-- Supplied material start --

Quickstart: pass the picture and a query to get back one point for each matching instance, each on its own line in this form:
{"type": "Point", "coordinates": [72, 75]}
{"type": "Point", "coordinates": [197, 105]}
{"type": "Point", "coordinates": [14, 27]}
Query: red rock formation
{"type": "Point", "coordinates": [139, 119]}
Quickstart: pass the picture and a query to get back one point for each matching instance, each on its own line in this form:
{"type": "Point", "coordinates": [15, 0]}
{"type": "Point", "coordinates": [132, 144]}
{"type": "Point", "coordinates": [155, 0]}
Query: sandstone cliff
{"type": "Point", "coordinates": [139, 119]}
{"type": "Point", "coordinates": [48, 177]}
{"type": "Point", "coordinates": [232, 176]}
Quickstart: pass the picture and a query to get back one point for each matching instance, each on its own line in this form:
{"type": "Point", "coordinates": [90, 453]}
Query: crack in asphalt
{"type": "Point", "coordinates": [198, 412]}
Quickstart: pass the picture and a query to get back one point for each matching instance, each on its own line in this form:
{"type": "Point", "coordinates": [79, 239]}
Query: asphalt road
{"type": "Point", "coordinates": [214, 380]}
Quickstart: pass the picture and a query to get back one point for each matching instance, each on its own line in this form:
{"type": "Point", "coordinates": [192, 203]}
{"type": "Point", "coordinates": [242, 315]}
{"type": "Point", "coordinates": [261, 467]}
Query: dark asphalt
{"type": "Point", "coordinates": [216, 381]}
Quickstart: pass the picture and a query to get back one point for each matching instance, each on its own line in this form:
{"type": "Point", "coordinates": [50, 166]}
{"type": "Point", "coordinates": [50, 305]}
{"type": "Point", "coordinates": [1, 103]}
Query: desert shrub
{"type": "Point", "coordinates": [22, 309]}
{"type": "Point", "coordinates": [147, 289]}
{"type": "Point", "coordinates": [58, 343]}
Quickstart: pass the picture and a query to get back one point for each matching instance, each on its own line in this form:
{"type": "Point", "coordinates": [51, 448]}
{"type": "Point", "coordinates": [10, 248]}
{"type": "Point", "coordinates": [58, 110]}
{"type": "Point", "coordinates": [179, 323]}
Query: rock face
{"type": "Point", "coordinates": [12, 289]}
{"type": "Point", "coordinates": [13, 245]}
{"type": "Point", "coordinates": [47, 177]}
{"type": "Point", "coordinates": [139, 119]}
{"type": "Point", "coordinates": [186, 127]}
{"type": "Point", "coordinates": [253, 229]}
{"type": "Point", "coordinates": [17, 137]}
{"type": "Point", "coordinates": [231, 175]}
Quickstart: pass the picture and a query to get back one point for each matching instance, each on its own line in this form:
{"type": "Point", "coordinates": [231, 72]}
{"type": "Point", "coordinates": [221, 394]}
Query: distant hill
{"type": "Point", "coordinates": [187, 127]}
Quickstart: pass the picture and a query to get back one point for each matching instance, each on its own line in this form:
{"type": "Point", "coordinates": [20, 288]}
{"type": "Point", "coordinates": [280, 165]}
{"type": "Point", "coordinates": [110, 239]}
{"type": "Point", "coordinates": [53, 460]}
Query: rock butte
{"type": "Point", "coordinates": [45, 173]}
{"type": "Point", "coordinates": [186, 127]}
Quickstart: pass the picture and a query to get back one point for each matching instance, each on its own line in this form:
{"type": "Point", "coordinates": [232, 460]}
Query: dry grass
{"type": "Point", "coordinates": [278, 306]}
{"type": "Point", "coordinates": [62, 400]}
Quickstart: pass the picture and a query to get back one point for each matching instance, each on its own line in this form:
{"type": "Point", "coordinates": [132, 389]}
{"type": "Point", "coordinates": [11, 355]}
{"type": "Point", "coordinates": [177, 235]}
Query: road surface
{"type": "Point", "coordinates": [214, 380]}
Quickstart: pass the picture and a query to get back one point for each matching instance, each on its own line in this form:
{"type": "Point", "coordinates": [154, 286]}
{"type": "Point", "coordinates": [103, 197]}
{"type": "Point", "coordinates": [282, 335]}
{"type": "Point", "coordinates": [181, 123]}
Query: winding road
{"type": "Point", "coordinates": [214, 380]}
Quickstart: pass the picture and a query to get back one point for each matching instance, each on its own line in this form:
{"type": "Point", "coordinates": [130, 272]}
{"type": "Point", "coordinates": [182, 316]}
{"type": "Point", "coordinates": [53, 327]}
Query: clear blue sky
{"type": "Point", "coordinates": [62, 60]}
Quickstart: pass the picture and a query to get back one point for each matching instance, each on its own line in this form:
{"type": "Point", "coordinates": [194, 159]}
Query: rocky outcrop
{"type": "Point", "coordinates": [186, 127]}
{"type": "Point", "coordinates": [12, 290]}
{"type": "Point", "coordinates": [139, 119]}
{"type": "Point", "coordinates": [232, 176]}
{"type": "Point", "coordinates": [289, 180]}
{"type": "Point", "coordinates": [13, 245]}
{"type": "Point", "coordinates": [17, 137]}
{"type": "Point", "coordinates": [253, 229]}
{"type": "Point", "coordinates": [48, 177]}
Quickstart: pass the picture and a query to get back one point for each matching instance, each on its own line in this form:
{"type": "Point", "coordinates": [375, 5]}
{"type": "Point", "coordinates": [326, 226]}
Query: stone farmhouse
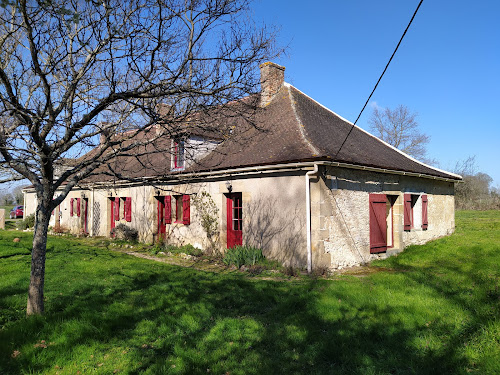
{"type": "Point", "coordinates": [280, 184]}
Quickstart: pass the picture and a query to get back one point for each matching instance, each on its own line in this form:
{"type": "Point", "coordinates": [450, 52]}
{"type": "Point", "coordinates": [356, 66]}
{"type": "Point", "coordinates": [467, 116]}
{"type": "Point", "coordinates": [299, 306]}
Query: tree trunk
{"type": "Point", "coordinates": [37, 277]}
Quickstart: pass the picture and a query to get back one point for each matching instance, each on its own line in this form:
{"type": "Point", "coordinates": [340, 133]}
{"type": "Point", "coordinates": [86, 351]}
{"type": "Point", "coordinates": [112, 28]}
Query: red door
{"type": "Point", "coordinates": [234, 220]}
{"type": "Point", "coordinates": [161, 217]}
{"type": "Point", "coordinates": [378, 223]}
{"type": "Point", "coordinates": [112, 226]}
{"type": "Point", "coordinates": [85, 215]}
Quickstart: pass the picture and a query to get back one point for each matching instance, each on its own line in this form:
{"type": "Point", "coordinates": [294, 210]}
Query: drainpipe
{"type": "Point", "coordinates": [308, 216]}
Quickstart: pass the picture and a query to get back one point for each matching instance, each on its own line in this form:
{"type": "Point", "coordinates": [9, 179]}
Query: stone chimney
{"type": "Point", "coordinates": [272, 77]}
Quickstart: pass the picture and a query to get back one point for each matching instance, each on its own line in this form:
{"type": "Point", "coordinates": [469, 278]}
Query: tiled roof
{"type": "Point", "coordinates": [292, 128]}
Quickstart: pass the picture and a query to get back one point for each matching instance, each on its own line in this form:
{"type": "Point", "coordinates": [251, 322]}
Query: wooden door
{"type": "Point", "coordinates": [112, 216]}
{"type": "Point", "coordinates": [161, 224]}
{"type": "Point", "coordinates": [85, 215]}
{"type": "Point", "coordinates": [234, 220]}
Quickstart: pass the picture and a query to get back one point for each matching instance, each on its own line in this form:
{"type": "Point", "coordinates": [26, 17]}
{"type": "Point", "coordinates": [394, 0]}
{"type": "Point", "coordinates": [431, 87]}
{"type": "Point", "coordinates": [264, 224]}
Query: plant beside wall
{"type": "Point", "coordinates": [209, 217]}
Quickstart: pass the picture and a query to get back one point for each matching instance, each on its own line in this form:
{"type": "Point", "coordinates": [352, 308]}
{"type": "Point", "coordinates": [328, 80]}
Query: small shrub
{"type": "Point", "coordinates": [320, 271]}
{"type": "Point", "coordinates": [243, 255]}
{"type": "Point", "coordinates": [27, 222]}
{"type": "Point", "coordinates": [123, 232]}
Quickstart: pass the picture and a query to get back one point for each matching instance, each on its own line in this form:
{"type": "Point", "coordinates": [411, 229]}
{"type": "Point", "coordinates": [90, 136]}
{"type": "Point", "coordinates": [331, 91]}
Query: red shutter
{"type": "Point", "coordinates": [407, 212]}
{"type": "Point", "coordinates": [117, 209]}
{"type": "Point", "coordinates": [186, 210]}
{"type": "Point", "coordinates": [425, 222]}
{"type": "Point", "coordinates": [378, 223]}
{"type": "Point", "coordinates": [128, 209]}
{"type": "Point", "coordinates": [168, 209]}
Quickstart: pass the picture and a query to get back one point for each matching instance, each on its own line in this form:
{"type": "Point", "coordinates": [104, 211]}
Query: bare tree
{"type": "Point", "coordinates": [399, 128]}
{"type": "Point", "coordinates": [76, 74]}
{"type": "Point", "coordinates": [474, 192]}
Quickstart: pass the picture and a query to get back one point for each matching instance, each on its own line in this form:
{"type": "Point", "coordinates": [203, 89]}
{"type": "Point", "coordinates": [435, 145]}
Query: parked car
{"type": "Point", "coordinates": [17, 212]}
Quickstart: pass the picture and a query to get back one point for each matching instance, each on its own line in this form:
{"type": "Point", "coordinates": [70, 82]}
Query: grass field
{"type": "Point", "coordinates": [434, 309]}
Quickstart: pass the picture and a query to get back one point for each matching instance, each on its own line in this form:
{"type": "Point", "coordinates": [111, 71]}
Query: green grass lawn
{"type": "Point", "coordinates": [432, 310]}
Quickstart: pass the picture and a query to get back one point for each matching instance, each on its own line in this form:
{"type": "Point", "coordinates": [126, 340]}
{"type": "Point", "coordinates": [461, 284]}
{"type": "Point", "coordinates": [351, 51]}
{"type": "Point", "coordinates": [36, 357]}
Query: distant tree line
{"type": "Point", "coordinates": [475, 192]}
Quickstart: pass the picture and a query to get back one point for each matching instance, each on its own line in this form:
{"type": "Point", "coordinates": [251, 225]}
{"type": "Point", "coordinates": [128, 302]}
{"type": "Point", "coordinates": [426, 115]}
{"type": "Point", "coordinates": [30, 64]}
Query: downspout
{"type": "Point", "coordinates": [308, 216]}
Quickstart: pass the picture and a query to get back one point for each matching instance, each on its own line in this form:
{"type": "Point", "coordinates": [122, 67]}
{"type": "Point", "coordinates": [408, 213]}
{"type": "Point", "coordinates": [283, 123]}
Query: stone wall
{"type": "Point", "coordinates": [340, 214]}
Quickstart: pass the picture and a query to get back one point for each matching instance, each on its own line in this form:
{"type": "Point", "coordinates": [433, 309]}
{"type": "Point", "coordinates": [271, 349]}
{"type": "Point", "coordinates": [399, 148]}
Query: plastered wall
{"type": "Point", "coordinates": [340, 214]}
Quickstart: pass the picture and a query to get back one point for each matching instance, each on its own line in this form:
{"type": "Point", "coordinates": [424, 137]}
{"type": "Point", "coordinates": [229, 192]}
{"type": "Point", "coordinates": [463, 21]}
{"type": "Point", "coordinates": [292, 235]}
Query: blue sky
{"type": "Point", "coordinates": [447, 69]}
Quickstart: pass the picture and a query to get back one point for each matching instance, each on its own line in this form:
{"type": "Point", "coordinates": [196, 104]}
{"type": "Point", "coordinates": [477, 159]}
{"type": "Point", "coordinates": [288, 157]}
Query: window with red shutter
{"type": "Point", "coordinates": [425, 222]}
{"type": "Point", "coordinates": [408, 214]}
{"type": "Point", "coordinates": [128, 209]}
{"type": "Point", "coordinates": [78, 206]}
{"type": "Point", "coordinates": [186, 210]}
{"type": "Point", "coordinates": [168, 210]}
{"type": "Point", "coordinates": [378, 223]}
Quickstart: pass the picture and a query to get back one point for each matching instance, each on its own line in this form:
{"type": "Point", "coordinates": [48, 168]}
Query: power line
{"type": "Point", "coordinates": [380, 78]}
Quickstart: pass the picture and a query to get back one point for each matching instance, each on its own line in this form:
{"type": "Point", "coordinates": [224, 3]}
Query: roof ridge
{"type": "Point", "coordinates": [302, 130]}
{"type": "Point", "coordinates": [371, 135]}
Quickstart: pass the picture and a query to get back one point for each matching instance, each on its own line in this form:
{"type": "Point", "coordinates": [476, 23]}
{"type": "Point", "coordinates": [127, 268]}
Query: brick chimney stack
{"type": "Point", "coordinates": [272, 77]}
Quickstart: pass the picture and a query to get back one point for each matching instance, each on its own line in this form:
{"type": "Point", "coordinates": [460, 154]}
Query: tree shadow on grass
{"type": "Point", "coordinates": [167, 319]}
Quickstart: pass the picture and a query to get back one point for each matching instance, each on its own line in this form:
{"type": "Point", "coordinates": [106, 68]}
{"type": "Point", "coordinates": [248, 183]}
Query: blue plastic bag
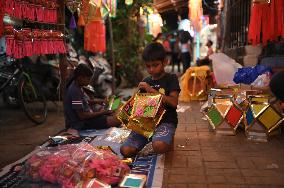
{"type": "Point", "coordinates": [247, 75]}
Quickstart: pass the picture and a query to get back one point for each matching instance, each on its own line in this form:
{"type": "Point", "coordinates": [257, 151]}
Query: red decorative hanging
{"type": "Point", "coordinates": [2, 12]}
{"type": "Point", "coordinates": [94, 36]}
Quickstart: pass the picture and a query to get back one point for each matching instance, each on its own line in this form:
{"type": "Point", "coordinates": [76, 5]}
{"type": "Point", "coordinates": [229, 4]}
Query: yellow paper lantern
{"type": "Point", "coordinates": [128, 2]}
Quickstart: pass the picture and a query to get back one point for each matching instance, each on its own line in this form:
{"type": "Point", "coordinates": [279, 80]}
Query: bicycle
{"type": "Point", "coordinates": [16, 80]}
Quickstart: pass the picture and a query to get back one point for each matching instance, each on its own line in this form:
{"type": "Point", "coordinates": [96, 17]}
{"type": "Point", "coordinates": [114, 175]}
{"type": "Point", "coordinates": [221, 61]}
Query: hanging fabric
{"type": "Point", "coordinates": [2, 12]}
{"type": "Point", "coordinates": [259, 23]}
{"type": "Point", "coordinates": [94, 36]}
{"type": "Point", "coordinates": [81, 20]}
{"type": "Point", "coordinates": [112, 4]}
{"type": "Point", "coordinates": [72, 24]}
{"type": "Point", "coordinates": [266, 22]}
{"type": "Point", "coordinates": [195, 12]}
{"type": "Point", "coordinates": [277, 19]}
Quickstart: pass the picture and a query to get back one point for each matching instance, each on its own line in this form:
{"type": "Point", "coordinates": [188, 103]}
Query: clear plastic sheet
{"type": "Point", "coordinates": [117, 135]}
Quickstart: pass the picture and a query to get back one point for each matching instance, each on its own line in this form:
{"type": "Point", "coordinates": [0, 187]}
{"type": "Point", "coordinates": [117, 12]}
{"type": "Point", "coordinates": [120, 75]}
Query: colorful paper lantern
{"type": "Point", "coordinates": [142, 113]}
{"type": "Point", "coordinates": [234, 116]}
{"type": "Point", "coordinates": [214, 117]}
{"type": "Point", "coordinates": [261, 118]}
{"type": "Point", "coordinates": [128, 2]}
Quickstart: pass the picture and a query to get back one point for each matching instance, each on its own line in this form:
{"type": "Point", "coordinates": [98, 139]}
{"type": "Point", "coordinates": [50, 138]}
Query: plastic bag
{"type": "Point", "coordinates": [70, 164]}
{"type": "Point", "coordinates": [224, 68]}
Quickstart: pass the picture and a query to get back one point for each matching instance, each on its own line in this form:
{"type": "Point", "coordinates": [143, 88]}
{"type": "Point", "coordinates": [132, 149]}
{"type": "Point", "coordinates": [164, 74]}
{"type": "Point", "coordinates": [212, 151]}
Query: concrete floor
{"type": "Point", "coordinates": [19, 136]}
{"type": "Point", "coordinates": [199, 158]}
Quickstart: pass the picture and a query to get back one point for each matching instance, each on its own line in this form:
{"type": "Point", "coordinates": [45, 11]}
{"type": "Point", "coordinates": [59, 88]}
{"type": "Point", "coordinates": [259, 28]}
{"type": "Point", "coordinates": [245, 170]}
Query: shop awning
{"type": "Point", "coordinates": [167, 5]}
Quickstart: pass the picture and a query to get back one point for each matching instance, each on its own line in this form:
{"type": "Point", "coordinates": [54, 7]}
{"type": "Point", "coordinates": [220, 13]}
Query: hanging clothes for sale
{"type": "Point", "coordinates": [155, 23]}
{"type": "Point", "coordinates": [277, 19]}
{"type": "Point", "coordinates": [94, 36]}
{"type": "Point", "coordinates": [2, 12]}
{"type": "Point", "coordinates": [259, 23]}
{"type": "Point", "coordinates": [195, 12]}
{"type": "Point", "coordinates": [266, 22]}
{"type": "Point", "coordinates": [112, 5]}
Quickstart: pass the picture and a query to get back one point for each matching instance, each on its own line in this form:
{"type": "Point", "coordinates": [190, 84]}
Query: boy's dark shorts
{"type": "Point", "coordinates": [164, 132]}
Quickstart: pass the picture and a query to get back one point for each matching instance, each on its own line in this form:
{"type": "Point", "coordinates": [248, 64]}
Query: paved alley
{"type": "Point", "coordinates": [202, 159]}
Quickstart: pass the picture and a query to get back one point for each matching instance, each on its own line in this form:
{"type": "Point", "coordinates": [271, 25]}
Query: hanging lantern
{"type": "Point", "coordinates": [128, 2]}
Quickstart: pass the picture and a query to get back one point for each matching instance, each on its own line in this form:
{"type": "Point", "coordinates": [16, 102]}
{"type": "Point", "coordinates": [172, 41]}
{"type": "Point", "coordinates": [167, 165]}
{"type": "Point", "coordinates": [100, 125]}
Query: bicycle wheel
{"type": "Point", "coordinates": [32, 100]}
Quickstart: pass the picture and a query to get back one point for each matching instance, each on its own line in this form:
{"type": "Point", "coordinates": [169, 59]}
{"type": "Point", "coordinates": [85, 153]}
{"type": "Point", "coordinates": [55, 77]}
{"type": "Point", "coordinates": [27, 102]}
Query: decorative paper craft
{"type": "Point", "coordinates": [234, 116]}
{"type": "Point", "coordinates": [125, 111]}
{"type": "Point", "coordinates": [133, 181]}
{"type": "Point", "coordinates": [261, 118]}
{"type": "Point", "coordinates": [269, 118]}
{"type": "Point", "coordinates": [142, 113]}
{"type": "Point", "coordinates": [214, 117]}
{"type": "Point", "coordinates": [249, 118]}
{"type": "Point", "coordinates": [146, 105]}
{"type": "Point", "coordinates": [114, 103]}
{"type": "Point", "coordinates": [223, 104]}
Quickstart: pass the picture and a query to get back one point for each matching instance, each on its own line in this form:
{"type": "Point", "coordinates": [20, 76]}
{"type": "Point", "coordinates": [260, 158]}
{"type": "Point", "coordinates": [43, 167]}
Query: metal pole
{"type": "Point", "coordinates": [112, 54]}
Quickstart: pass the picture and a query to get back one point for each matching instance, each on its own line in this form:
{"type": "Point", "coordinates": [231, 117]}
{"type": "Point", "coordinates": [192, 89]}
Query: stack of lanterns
{"type": "Point", "coordinates": [233, 108]}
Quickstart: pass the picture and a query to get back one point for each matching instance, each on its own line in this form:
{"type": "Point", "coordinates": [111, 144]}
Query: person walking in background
{"type": "Point", "coordinates": [175, 52]}
{"type": "Point", "coordinates": [168, 49]}
{"type": "Point", "coordinates": [158, 38]}
{"type": "Point", "coordinates": [206, 60]}
{"type": "Point", "coordinates": [186, 50]}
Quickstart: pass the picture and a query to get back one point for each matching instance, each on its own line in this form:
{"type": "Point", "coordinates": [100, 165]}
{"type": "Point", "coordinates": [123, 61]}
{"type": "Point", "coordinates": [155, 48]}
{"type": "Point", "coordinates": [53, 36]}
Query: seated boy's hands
{"type": "Point", "coordinates": [145, 86]}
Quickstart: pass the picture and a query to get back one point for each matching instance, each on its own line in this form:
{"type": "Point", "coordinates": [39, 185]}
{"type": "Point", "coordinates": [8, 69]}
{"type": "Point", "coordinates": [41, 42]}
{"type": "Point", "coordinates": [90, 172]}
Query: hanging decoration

-- Supplied material end --

### Directions
Locate every line in the listing above that contains the word "road" and copy each such line.

### Complete output
Query: asphalt road
Query: road surface
Query: winding road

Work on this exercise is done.